* **Items**:
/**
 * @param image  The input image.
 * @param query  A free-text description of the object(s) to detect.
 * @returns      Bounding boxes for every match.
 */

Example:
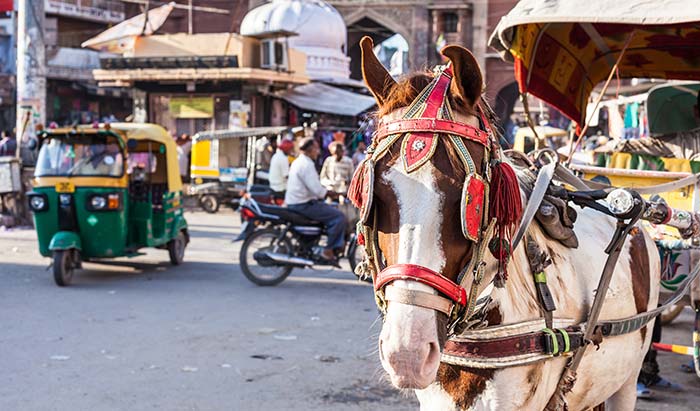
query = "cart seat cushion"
[259,204,323,226]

* **Work required**: Quote every line of the records above without changing anything, but leave the pictures out of your answer.

* **Task output**:
/**
 * @param image  The input image.
 * @param query  A free-text description of the object(s) to detect.
 * @returns      Bounding boxes for every match.
 */

Example:
query = "cart seat cushion"
[259,204,323,226]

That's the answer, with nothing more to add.